■ Your task ■
Return the records exactly as they are.

★ ★ ★ ★ ★ ★ ★

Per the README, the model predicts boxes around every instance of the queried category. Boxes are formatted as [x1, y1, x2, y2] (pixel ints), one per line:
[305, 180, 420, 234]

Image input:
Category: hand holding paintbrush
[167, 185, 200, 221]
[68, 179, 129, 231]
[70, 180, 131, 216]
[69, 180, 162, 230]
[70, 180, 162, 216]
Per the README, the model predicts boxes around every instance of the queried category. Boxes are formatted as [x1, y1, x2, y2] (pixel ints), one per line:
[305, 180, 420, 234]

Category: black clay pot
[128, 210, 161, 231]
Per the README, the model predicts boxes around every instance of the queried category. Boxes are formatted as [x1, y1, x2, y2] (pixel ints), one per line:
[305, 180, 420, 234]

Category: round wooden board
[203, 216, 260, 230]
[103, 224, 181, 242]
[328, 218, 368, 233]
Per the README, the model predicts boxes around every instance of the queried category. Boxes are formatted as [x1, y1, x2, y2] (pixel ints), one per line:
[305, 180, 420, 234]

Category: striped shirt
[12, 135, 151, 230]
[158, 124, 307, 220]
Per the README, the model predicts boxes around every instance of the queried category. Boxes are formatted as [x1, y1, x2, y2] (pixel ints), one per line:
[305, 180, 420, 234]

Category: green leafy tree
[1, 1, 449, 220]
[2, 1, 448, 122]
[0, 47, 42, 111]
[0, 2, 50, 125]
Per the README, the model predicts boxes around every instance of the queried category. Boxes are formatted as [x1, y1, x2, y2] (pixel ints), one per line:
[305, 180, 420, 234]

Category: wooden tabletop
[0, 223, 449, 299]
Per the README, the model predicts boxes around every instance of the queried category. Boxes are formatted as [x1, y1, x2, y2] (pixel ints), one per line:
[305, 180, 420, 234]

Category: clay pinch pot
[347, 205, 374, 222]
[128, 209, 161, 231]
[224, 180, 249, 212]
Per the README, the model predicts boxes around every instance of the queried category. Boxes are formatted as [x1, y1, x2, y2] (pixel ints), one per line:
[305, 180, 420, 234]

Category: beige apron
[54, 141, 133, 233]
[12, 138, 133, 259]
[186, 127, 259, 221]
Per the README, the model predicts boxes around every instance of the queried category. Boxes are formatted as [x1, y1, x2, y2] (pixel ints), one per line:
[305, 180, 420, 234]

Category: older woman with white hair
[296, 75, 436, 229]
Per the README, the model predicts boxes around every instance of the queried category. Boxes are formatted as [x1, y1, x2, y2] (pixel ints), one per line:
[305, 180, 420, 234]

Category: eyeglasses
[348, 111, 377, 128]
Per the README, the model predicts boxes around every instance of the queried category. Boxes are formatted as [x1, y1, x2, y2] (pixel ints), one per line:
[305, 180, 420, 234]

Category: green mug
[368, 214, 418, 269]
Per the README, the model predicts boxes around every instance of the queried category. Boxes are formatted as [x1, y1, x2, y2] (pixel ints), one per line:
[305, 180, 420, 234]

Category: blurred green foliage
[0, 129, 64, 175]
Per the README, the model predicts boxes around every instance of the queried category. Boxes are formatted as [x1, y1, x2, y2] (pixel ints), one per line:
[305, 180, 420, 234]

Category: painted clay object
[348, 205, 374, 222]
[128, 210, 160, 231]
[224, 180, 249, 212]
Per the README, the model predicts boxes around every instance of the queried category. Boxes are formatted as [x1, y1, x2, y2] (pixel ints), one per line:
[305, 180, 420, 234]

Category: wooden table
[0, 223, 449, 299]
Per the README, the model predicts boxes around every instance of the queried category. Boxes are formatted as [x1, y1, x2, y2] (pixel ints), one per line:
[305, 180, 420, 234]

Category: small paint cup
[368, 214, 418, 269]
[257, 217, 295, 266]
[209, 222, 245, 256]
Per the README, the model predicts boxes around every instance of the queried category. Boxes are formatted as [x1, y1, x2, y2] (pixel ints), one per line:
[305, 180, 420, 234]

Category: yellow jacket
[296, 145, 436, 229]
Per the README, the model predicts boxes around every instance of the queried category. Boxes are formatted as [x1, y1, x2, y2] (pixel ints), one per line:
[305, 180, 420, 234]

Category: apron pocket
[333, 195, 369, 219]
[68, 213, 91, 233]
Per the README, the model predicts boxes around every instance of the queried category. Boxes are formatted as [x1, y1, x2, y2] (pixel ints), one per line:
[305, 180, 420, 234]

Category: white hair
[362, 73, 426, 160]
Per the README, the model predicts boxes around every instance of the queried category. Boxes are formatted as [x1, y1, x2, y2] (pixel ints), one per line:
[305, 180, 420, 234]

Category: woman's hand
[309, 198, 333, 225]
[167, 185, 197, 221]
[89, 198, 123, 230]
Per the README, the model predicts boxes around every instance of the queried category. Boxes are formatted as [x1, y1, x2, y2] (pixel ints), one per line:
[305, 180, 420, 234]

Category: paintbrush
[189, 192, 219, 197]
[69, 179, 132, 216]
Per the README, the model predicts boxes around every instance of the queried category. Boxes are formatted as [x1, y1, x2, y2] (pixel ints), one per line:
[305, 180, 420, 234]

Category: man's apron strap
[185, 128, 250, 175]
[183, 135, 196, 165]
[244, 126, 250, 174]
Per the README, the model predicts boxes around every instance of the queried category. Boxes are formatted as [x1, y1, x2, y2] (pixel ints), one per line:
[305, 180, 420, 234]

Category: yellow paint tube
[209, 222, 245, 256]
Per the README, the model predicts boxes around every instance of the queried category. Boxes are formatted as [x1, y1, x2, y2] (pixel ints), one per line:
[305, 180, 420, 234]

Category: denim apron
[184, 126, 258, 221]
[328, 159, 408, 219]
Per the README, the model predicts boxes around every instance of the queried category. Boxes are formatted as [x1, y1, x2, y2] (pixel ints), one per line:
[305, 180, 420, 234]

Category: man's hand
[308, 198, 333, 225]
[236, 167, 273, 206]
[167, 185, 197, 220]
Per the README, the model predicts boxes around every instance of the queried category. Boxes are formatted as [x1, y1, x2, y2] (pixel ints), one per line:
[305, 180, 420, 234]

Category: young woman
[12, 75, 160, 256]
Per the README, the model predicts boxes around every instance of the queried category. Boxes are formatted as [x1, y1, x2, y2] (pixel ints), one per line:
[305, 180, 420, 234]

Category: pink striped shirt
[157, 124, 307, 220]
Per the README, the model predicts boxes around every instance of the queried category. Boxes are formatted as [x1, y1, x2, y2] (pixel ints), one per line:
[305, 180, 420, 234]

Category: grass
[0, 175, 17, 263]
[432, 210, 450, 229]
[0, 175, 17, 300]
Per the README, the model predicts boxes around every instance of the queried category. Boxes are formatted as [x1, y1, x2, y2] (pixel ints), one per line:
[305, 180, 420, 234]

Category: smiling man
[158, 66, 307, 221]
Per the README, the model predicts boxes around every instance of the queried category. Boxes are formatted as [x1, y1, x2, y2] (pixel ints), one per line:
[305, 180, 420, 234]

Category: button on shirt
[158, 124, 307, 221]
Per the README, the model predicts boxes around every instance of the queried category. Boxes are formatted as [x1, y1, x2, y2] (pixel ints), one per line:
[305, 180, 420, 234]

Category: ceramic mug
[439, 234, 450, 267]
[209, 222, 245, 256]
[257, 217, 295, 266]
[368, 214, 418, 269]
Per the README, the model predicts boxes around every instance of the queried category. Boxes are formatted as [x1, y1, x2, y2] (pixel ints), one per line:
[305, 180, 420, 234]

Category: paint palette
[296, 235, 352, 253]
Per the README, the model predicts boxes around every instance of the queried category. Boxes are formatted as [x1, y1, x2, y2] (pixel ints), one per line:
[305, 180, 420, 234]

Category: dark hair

★ ★ ★ ★ ★ ★ ★

■ Exercise response ■
Per the README, the model predicts boxes around every instance of the queried category. Boxes are formatted as [x1, y1, x2, y2] (pixel ints), one per line:
[305, 180, 420, 234]

Image input:
Category: hand holding paintbrush
[167, 185, 200, 221]
[68, 179, 129, 231]
[70, 180, 131, 216]
[69, 180, 162, 230]
[70, 180, 162, 216]
Per the README, the model predicts boxes around every instance of the queried category. Boxes are formatted as [x1, y1, x2, y2] (pixel ints), one per line:
[305, 180, 420, 234]

Category: black clay pot
[128, 210, 161, 231]
Per the README, the model predicts boxes around every instance of the queried category. Boxes are formatted as [x1, y1, x2, y2] (pixel ints), one per line:
[305, 180, 420, 234]

Category: round wooden board
[203, 216, 260, 230]
[103, 224, 181, 242]
[328, 218, 368, 233]
Per the README, the model predicts boxes around every instance of the queried category. Boxes are formatted as [x1, y1, x2, y2] (pixel ints), one per line:
[305, 180, 420, 234]

Category: striped shirt
[12, 135, 151, 230]
[158, 124, 307, 220]
Per the README, the model predicts boxes around every instance of the queried category. Boxes are formatted as [x1, y1, x2, y2] (pixel ints), one per line:
[305, 180, 420, 234]

Category: green leafy tree
[1, 1, 449, 220]
[2, 1, 448, 122]
[0, 47, 42, 111]
[0, 2, 50, 125]
Per the README, the model predicts boxes around every instance of the queried category. Boxes are formatted as [x1, y1, x2, y2] (pixel ints), one per line:
[305, 180, 420, 234]

Category: wooden tabletop
[0, 223, 449, 299]
Per the README, the model predicts boxes around every instance of the queried category. Boxes are formatted as [x1, y1, x2, y2] (pixel ints), one per line:
[305, 180, 420, 234]

Category: clay pinch pot
[347, 205, 374, 222]
[128, 209, 161, 231]
[224, 180, 249, 212]
Per the README, the model predicts boxes around every instance of the queried category. Boxes are formatted as [x1, y1, x2, y2] (pixel ints), one per line:
[305, 180, 420, 234]

Category: beige apron
[54, 141, 133, 233]
[12, 138, 133, 259]
[186, 127, 259, 221]
Per the README, the model predicts boxes around every instance of the queried category. Boxes are formatted as [x1, y1, x2, y2] (pixel ints), one per line:
[305, 180, 420, 234]

Category: older woman with white hair
[296, 75, 436, 229]
Per the README, the model predicts boxes around every instance of the queried category. Boxes are formatted as [x1, y1, x2, y2] (pixel ints), one per line:
[305, 180, 420, 234]

Category: eyeglasses
[348, 111, 377, 128]
Per the README, the model predicts boxes around every instance of the queried category. Boxes are formatted as [x1, y1, x2, y2] (pixel ints), one per line:
[305, 180, 420, 234]

Category: green mug
[368, 214, 418, 269]
Per the README, the model predicts boxes around every instance of the queried category. Boxes are formatted as [x1, y1, x2, y2] (pixel ints), one per line:
[305, 180, 420, 234]

Category: blurred green foliage
[0, 129, 64, 175]
Per the README, the model predicts boxes around every instance of the queried category. Boxes are formatted as [x1, y1, x2, y2] (pixel ints), one per line:
[305, 180, 420, 234]

Category: painted clay object
[348, 205, 374, 222]
[128, 210, 160, 231]
[224, 180, 249, 212]
Per the README, the model predicts boxes around every instance of the queried category. Boxes are formatted as [x1, y1, x2, y2] (pixel ints), one per line:
[305, 180, 420, 234]

Category: wooden table
[0, 223, 449, 299]
Per the README, the model predicts boxes around every instance of the queried category. Boxes are formatted as [x1, y1, x2, y2] (pixel ints), one per line:
[305, 180, 420, 234]

Category: small paint cup
[368, 214, 418, 269]
[257, 217, 295, 266]
[209, 222, 245, 256]
Per the README, the model predicts boxes around every instance of the queried category. Boxes are formatted as [x1, y1, x2, y2] (pixel ints), one per line:
[305, 180, 420, 234]

Category: yellow jacket
[296, 145, 436, 229]
Per the README, the model predicts boxes around every instance of the queried category. Boxes are formatted as [x1, y1, x2, y2] (pixel ints), one per line:
[305, 180, 420, 234]

Category: apron pocket
[333, 195, 369, 219]
[68, 213, 91, 233]
Per the README, the model predicts boxes around every instance of the queried category. Boxes are formatted as [x1, y1, x2, y2] (pixel ints), one per line:
[305, 180, 420, 234]

Category: white hair
[362, 73, 426, 160]
Per the README, the model predicts boxes around every instance of the queried category. Boxes are formatted as [x1, y1, x2, y2] (pixel ints), one per line:
[305, 180, 420, 234]

Category: woman's hand
[309, 198, 333, 225]
[167, 185, 197, 221]
[89, 198, 123, 230]
Per the README, the model predicts boxes around every instance of the queried category. Boxes are formatted as [x1, y1, x2, y2] (pixel ints), one per line:
[305, 180, 420, 234]

Category: paintbrush
[189, 192, 219, 197]
[69, 179, 132, 216]
Per the README, the model predicts boxes around every instance of the queried category. Boxes are formatted as [x1, y1, x2, y2] (pixel ints), one per line:
[305, 180, 420, 234]

Category: man's apron strap
[185, 128, 250, 175]
[183, 135, 196, 165]
[244, 126, 250, 174]
Per the README, the model predicts boxes around every instance of the queried category. Boxes are formatted as [x1, y1, x2, y2] (pixel ints), one per line:
[305, 180, 420, 234]

Category: yellow paint tube
[209, 222, 245, 256]
Per the README, the model predicts boxes around every instance of the queried category. Boxes are formatted as [x1, y1, x2, y2] (pixel ints), one per line:
[305, 180, 420, 234]

Category: denim apron
[184, 126, 258, 221]
[328, 159, 408, 219]
Per the README, the model predicts boxes around every instance of the queried category. Boxes are formatted as [x1, y1, x2, y2] (pixel ints), one per line:
[305, 180, 420, 234]

Category: man's hand
[308, 198, 333, 225]
[236, 167, 273, 206]
[167, 185, 197, 220]
Per the README, the model predicts boxes around every instance of the queried category. Boxes are formatted as [x1, y1, x2, y2] (pixel ints), one per line:
[305, 180, 420, 234]

Category: young woman
[12, 75, 160, 256]
Per the README, the model predicts boxes around every instance of the queried category. Boxes are formatted as [x1, y1, x2, y2] (pixel ints), one per line:
[305, 180, 420, 234]

Category: pink striped shirt
[157, 124, 307, 220]
Per the README, the model predicts boxes around every instance of the queried category. Boxes are formatted as [x1, y1, x2, y2] (pixel ints), one per line:
[305, 180, 420, 234]

Category: grass
[0, 175, 17, 263]
[432, 210, 450, 229]
[0, 175, 17, 300]
Per the README, the model predicts boxes around every instance of the queried category. Boxes are formatted as [x1, y1, x2, y2] (pixel ints), one per line:
[305, 180, 420, 234]

Category: smiling man
[158, 66, 307, 221]
Per the README, the model predicts boxes around every instance of the queried category. Boxes are formatted as [x1, y1, x2, y2] (pixel ints), one per line:
[305, 180, 420, 234]

Category: button on shirt
[158, 124, 307, 221]
Per the README, the model predicts boxes around every instance of the queried category. Boxes are formatted as [x1, y1, x2, y2] (pixel ints), one per line:
[305, 180, 420, 234]

Category: ceramic mug
[439, 234, 450, 267]
[209, 222, 245, 256]
[257, 217, 295, 266]
[368, 214, 418, 269]
Per the README, the model predicts boxes around every instance of the queried category. Boxes are formatted as [x1, y1, x2, y2] (pixel ints), one per line:
[305, 180, 420, 234]

Category: paint palette
[296, 235, 352, 253]
Per the README, the model predicts boxes around every instance of the queried category. Boxes are formatted as [x1, y1, x2, y2] (pixel ints), one per line:
[305, 180, 420, 234]

Category: dark hair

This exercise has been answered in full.